[Opening MATERIAL PROVIDED section]

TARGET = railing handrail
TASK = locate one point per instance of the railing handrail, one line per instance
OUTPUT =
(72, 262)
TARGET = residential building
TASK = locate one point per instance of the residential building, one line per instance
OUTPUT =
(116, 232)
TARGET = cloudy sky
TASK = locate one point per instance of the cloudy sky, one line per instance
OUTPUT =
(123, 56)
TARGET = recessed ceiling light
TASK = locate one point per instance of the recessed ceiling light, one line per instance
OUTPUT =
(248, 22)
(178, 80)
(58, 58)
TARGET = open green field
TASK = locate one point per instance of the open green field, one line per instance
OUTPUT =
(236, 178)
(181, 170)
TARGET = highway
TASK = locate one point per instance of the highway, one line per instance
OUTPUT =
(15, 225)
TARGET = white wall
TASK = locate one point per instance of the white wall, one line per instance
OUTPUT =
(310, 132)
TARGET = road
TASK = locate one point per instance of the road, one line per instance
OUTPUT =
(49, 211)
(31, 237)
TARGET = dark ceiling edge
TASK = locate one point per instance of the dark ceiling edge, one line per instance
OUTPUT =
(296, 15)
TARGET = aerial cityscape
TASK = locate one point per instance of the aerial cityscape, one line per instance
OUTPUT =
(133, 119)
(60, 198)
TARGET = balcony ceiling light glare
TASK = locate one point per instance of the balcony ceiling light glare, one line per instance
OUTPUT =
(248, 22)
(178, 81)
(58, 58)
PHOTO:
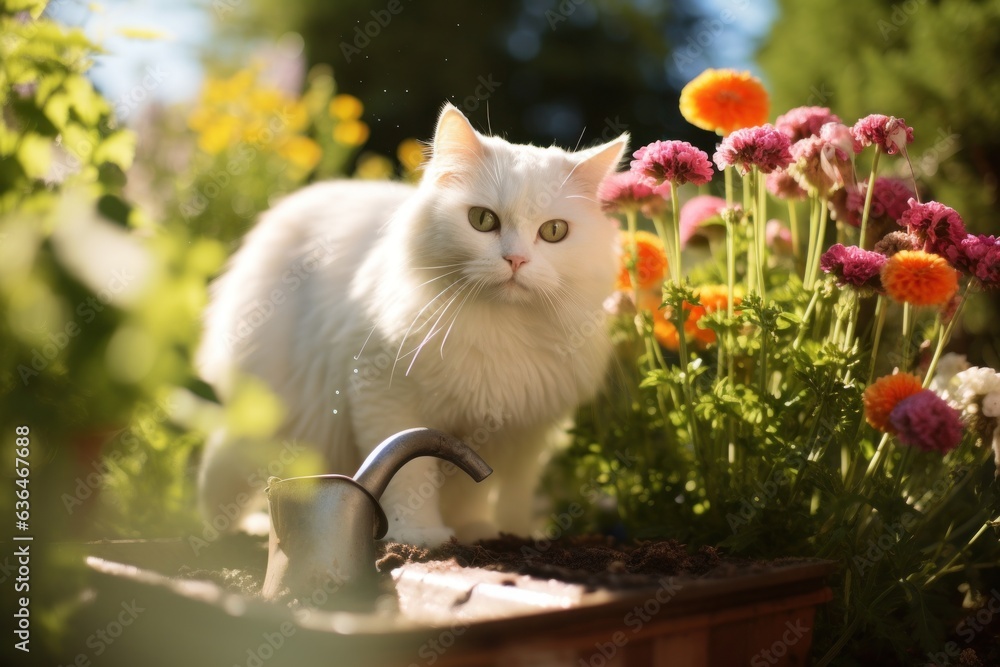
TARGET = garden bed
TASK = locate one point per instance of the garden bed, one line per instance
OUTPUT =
(585, 603)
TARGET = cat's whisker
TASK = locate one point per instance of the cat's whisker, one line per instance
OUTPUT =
(434, 329)
(476, 289)
(417, 318)
(406, 293)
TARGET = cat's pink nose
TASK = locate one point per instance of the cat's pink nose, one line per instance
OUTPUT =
(515, 261)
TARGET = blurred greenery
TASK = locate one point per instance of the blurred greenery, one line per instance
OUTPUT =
(109, 236)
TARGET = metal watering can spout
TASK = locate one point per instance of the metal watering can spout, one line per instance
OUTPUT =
(324, 527)
(386, 460)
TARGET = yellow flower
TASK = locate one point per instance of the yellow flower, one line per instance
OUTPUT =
(218, 134)
(410, 154)
(723, 100)
(346, 107)
(302, 152)
(350, 132)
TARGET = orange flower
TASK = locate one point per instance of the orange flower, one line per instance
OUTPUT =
(665, 332)
(723, 100)
(920, 278)
(712, 298)
(651, 262)
(884, 394)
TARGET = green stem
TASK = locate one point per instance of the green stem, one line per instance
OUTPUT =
(680, 317)
(881, 306)
(907, 334)
(793, 225)
(820, 236)
(868, 197)
(944, 335)
(760, 225)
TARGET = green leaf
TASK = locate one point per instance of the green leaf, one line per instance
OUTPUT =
(35, 155)
(57, 110)
(118, 148)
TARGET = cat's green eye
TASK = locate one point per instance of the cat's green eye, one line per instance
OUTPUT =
(553, 231)
(483, 219)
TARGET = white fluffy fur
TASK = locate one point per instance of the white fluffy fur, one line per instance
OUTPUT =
(382, 302)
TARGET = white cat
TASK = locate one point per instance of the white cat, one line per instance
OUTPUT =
(471, 303)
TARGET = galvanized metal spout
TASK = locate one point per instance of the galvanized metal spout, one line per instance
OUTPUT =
(386, 459)
(324, 527)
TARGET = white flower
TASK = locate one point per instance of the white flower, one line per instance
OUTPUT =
(950, 365)
(991, 405)
(972, 384)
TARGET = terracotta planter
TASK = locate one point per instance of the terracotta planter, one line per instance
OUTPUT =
(449, 615)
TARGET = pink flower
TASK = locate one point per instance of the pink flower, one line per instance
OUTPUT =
(627, 190)
(677, 162)
(854, 267)
(841, 136)
(763, 147)
(979, 256)
(821, 167)
(802, 122)
(696, 211)
(783, 185)
(926, 422)
(889, 201)
(889, 133)
(938, 227)
(893, 242)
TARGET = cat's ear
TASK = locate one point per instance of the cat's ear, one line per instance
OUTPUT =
(456, 145)
(597, 162)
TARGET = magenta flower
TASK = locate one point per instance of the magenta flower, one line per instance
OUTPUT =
(854, 267)
(926, 422)
(696, 211)
(783, 185)
(893, 242)
(979, 256)
(820, 166)
(802, 122)
(938, 227)
(677, 162)
(889, 133)
(626, 190)
(763, 147)
(890, 200)
(841, 136)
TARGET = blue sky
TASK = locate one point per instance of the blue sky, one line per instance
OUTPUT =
(134, 71)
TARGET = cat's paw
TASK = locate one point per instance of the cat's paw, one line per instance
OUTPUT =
(424, 536)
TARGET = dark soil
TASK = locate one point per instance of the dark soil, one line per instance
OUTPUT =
(239, 561)
(598, 562)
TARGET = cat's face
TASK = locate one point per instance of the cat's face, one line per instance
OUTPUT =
(514, 223)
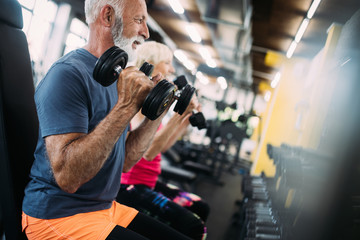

[Closing MATERIAL PROVIDED section]

Every line of the listing is to be retyped exactly; pictures stay out.

TARGET = railing handrail
TASK = locate one point per instance of the railing handrail, one line per instance
OUTPUT =
(72, 262)
TARGET = residential building
TASK = locate one point per instance of the residential building, one line per instance
OUTPUT =
(116, 232)
TARGET = cloudy sky
TASK = locate one point per instance of the cloudy sky, one line per instance
OUTPUT =
(123, 56)
TARGET = recessed ceiling light
TASK = locate one point per instance of the recessed ceiling light, one line per instance
OUTPUT =
(248, 22)
(178, 80)
(58, 58)
TARGET = open green field
TASK = locate one point per instance of the open green field, one line per instance
OUTPUT =
(236, 178)
(181, 170)
TARGET = highway
TASK = locate one point per instance of the highway, one line per instance
OUTPUT =
(15, 225)
TARGET = white wall
TASK = locate one point per instance of the white wall, one line per instance
OUTPUT =
(310, 132)
TARGET = road
TASK = locate one point per instance of the road, one line per instance
OUTPUT =
(49, 211)
(31, 237)
TARGET = dark ceiling edge
TASK = locate one point per instance of the dark ceiling edge, one line per instance
OUTPUT =
(296, 15)
TARGET = aerial cityscape
TASK = locate one point per instance of the aerial cityscape, one line per instance
OUTPUT =
(133, 119)
(60, 198)
TARGET = balcony ceiling light glare
TASK = locate one point per instance of the balcony ceiling light glare, one line per instance
OUTPUT =
(248, 22)
(178, 81)
(58, 58)
PHOTO:
TARGET = garden bed
TASK = locate one point per instance of the garden bed, one line per instance
OUTPUT =
(585, 603)
TARGET = cat's whisker
TASK = locate one point per instance of the cat's whisker, one line per instance
OUTPUT =
(434, 329)
(476, 289)
(417, 318)
(406, 293)
TARGET = cat's pink nose
TASK = locate one point per instance of the cat's pink nose, one line per instance
OUTPUT =
(515, 261)
TARGET = blurred greenery
TASK = locate one point per instance of the blurred greenery, one line per instance
OUTPUT =
(109, 236)
TARGET = metal watering can spout
TASK = locate one point per instance of the metal watering can spout, one line per instance
OUTPUT =
(324, 527)
(386, 460)
TARGET = yellow flower
TASK = locate one point per instance of the yellow flower, one line per instance
OUTPUT =
(218, 134)
(410, 154)
(723, 100)
(346, 107)
(302, 152)
(350, 132)
TARGET = orange flower
TASK = locate one point per instance of the orange flower, one line per instance
OUTPUT =
(665, 332)
(723, 100)
(920, 278)
(712, 298)
(651, 262)
(884, 394)
TARGET = green stem
TASK = locate one point per instance of the green stem, one line per instance
OUTPUT =
(680, 317)
(881, 306)
(907, 334)
(793, 225)
(820, 236)
(868, 197)
(944, 335)
(760, 225)
TARGET = green leaf
TASK = locate one point per instance of the green leaf, one line per instance
OUTPUT =
(35, 155)
(57, 110)
(118, 148)
TARGET = cat's green eye
TASK = locate one point per instance of the cat's green eye, one line per instance
OUTPUT =
(553, 231)
(483, 219)
TARGET = white fluffy fur
TASK = locate one point per instance of the white fluffy fur, one line per instance
OUTPUT =
(382, 302)
TARGET = white cat
TASK = locate one point per instance of the white cat, one line per instance
OUTPUT =
(471, 303)
TARGET = galvanized metal spout
TASK = locate one point per instance of the galvanized metal spout, one line per instance
OUTPUT =
(386, 459)
(324, 527)
TARGET = white flower
TASK = locate one point per instance of the white flower, one line per instance
OUTPUT =
(950, 365)
(991, 405)
(972, 384)
TARGET = terracotta planter
TASK = locate one point per instance of the terracotta planter, one line per instance
OUTPUT =
(449, 615)
TARGET = pink flower
TASK = locate one point per instance of the pink flower, one line per instance
OUTPUT =
(627, 190)
(677, 162)
(854, 267)
(841, 136)
(763, 147)
(979, 256)
(821, 167)
(802, 122)
(696, 211)
(783, 185)
(926, 422)
(889, 201)
(889, 133)
(938, 227)
(893, 242)
TARGET = cat's ear
TASK = locate one point per instance of the cat's ear, one line per instance
OUTPUT =
(456, 145)
(597, 162)
TARGET = magenta flower
TASK = locate one point per instance of the magenta flower, one line per instance
OUTPUT =
(854, 267)
(926, 422)
(696, 211)
(783, 185)
(893, 242)
(979, 256)
(820, 166)
(802, 122)
(938, 227)
(677, 162)
(889, 133)
(626, 190)
(763, 147)
(890, 200)
(841, 136)
TARGET = blue sky
TASK = locate one point per instance of the blue sky, one line per instance
OUTPUT =
(134, 71)
TARGET = cat's paw
TASK = locate one point per instance of the cat's paw, one line per instance
OUTPUT =
(424, 536)
TARGET = dark soil
TASK = locate one point per instance of the dark soil, one line per instance
OUTPUT =
(239, 561)
(598, 562)
TARGET = cat's face
TASK = locate one point per instance of the cat's face, one line per instance
OUTPUT =
(514, 223)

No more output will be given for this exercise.